- ТЕКСТ ДЛЯ ЧТЕНИЯ -
▼

Открытия подчас делались с такой, казалось бы, легкостью и неопровержимостью, что возбуждали только один вопрос: как же этого раньше не заметили? Действительно, как можно было принимать «Историю Петра» за простой конспект голиковских «Деяний», если было известно, что Пушкину в качестве официального историографа высочайше дозволено работать в государственных архивах, для других недоступных. И он этой возможностью дорожил, в полной мере воспользовался, а тем не менее даже прямая сноска на следственное дело царевича Алексея в его тексте не обратила на себя внимания и не поколебала заниженной оценки его труда.

А как же забыть о восхищенных отзывах современников, считавших Пушкина знатоком истории XVIII столетия, называвших его знания, «особенно о Петре и Екатерине, редкими, единственными…»?! И это мнение не чье-нибудь, а А. Тургенева, непревзойденного знатока русских и зарубежных архивов, на чьих выписках основывались многие книги и журнальные публикации. Они появились уже после смерти Пушкина, но с основным содержанием парижских бумаг А. Тургенева поэт успел познакомиться. И снова за кратким свидетельством дневника И. Фейнберг раскрывает, что же узнал Пушкин прежде всех, даже прежде царя, для которого А. Тургенев готовил отчет о своих заграничных разысканиях.

Невозможно составить полный список уточнений, заново раскрытых И. Фейнбергом фактов.

▲

- ЗАДАНИЯ -
a. Каким знатоком называет А. Тургенева текст о Пушкине-историке?
b. Почему, согласно тексту о Пушкине-историке, «Историю Петра» нельзя было принимать за простой конспект голиковских «Деяний»?
c. Скопируйте из текста о Пушкине-историке фрагмент от «Открытия подчас делались» до «оценки его труда.».

Сохранённые записи:
▼

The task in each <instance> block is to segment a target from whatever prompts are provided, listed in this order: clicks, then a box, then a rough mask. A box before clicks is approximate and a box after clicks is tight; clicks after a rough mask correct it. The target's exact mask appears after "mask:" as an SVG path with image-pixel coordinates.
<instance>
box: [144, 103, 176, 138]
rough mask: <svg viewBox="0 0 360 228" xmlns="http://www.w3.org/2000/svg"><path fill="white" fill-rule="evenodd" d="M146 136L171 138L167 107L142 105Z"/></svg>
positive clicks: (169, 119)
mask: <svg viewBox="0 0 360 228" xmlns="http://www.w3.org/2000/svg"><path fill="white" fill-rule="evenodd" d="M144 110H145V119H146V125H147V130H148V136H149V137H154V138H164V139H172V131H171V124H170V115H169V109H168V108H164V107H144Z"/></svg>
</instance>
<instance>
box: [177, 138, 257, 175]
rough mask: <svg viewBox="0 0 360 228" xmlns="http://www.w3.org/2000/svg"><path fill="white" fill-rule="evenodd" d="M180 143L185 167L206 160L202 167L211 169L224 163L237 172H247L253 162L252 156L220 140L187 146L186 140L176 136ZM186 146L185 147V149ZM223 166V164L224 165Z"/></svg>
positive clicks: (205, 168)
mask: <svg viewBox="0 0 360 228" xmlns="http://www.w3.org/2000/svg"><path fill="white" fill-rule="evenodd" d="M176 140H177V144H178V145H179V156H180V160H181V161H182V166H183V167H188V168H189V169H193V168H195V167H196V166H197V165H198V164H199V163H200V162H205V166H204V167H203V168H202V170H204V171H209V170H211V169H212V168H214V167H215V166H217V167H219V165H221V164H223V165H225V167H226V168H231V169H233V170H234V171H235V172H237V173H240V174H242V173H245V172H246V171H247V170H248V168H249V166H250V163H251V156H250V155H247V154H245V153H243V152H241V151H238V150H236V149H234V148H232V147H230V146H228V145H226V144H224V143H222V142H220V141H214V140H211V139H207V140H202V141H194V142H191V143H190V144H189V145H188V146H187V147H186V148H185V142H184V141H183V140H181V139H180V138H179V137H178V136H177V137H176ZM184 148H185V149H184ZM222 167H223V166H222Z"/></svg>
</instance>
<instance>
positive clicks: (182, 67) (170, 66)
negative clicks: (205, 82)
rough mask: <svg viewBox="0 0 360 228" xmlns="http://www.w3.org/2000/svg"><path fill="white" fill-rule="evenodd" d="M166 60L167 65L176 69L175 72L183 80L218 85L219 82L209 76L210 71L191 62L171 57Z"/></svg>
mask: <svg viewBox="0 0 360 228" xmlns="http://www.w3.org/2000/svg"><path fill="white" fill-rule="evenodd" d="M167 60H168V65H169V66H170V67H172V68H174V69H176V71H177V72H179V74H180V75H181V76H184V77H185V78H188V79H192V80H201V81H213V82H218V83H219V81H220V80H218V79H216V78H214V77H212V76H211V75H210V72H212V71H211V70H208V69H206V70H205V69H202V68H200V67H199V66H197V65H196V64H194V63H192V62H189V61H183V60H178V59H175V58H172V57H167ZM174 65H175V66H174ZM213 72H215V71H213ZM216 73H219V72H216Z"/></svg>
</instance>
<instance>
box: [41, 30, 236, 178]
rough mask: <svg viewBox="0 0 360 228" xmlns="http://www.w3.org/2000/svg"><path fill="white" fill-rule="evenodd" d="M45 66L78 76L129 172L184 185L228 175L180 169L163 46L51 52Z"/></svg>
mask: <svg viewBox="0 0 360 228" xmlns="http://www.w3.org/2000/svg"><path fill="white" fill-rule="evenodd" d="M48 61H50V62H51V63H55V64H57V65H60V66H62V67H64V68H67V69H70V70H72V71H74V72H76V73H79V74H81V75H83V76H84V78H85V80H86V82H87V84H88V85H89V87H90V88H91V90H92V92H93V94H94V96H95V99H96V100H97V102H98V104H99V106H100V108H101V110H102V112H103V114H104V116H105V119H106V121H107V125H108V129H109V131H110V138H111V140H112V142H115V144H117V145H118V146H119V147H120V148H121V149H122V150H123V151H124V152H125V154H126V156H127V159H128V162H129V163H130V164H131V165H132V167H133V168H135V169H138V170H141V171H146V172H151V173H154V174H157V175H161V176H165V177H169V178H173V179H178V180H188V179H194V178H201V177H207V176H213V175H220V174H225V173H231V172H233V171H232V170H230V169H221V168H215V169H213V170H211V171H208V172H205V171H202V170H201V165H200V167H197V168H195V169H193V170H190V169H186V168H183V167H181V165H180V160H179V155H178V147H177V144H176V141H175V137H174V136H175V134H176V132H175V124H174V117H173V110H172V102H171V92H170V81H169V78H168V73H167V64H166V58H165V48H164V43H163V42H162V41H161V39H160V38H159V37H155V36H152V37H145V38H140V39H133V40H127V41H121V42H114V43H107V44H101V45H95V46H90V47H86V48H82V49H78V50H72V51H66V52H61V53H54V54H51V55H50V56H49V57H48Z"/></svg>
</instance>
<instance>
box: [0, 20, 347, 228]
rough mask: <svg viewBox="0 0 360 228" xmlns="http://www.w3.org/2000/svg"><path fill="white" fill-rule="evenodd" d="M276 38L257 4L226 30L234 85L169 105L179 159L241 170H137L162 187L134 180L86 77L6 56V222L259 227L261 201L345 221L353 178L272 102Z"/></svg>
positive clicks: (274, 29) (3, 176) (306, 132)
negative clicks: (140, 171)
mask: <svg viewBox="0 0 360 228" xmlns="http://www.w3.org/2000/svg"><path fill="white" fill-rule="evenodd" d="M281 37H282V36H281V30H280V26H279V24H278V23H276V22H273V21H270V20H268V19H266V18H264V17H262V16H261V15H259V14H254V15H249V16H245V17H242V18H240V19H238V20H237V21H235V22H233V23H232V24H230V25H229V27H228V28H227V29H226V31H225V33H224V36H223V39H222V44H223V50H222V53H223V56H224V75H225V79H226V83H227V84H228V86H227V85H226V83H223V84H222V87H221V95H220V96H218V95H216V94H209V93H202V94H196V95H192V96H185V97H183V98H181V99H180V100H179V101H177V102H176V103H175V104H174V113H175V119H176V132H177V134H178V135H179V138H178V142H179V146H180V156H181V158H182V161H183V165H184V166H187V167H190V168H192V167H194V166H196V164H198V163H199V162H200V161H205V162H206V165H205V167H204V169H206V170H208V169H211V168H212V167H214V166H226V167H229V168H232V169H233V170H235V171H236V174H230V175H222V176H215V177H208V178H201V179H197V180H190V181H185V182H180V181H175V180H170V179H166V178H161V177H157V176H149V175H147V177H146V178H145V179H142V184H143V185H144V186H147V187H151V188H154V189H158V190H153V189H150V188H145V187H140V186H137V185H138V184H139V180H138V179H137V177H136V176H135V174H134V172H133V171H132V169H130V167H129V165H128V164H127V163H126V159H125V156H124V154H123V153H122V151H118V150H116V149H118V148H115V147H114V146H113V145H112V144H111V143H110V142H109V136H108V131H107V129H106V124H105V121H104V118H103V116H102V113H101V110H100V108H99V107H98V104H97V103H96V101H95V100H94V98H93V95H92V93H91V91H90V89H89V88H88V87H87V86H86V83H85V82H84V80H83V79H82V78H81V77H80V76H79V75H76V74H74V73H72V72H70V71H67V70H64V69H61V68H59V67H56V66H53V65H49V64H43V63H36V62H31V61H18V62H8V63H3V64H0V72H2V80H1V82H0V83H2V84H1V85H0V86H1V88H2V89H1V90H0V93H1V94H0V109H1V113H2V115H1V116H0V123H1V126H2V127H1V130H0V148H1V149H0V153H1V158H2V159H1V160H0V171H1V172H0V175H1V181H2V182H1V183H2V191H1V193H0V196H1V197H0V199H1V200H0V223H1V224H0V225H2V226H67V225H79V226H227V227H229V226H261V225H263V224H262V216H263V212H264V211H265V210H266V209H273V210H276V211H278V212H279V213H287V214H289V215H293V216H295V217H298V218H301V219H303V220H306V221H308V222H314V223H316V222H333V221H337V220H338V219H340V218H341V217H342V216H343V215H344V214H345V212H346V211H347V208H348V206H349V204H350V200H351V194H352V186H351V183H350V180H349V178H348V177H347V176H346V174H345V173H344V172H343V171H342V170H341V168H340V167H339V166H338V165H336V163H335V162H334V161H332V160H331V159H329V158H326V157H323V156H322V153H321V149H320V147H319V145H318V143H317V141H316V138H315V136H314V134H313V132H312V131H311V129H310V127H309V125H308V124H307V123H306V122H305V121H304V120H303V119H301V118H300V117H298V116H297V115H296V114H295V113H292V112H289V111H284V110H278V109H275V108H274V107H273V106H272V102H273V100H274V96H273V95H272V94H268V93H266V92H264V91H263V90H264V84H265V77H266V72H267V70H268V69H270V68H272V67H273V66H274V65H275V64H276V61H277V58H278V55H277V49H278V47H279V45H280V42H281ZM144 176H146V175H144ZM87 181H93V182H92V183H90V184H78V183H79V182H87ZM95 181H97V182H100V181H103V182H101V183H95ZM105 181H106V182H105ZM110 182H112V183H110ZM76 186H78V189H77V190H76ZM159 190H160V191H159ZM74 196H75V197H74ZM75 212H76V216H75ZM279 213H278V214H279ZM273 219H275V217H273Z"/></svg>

▲

- ОТВЕТЫ ПО ЗАДАНИЯМ -
a. Непревзойденным знатоком русских и зарубежных архивов.

b. Пушкину как официальному историографу было высочайше дозволено работать в государственных архивах, недоступных для других, и он этой возможностью в полной мере воспользовался. В его тексте есть даже прямая сноска на следственное дело царевича Алексея.

c.
Открытия подчас делались с такой, казалось бы, легкостью и неопровержимостью, что возбуждали только один вопрос: как же этого раньше не заметили? Действительно, как можно было принимать «Историю Петра» за простой конспект голиковских «Деяний», если было известно, что Пушкину в качестве официального историографа высочайше дозволено работать в государственных архивах, для других недоступных. И он этой возможностью дорожил, в полной мере воспользовался, а тем не менее даже прямая сноска на следственное дело царевича Алексея в его тексте не обратила на себя внимания и не поколебала заниженной оценки его труда.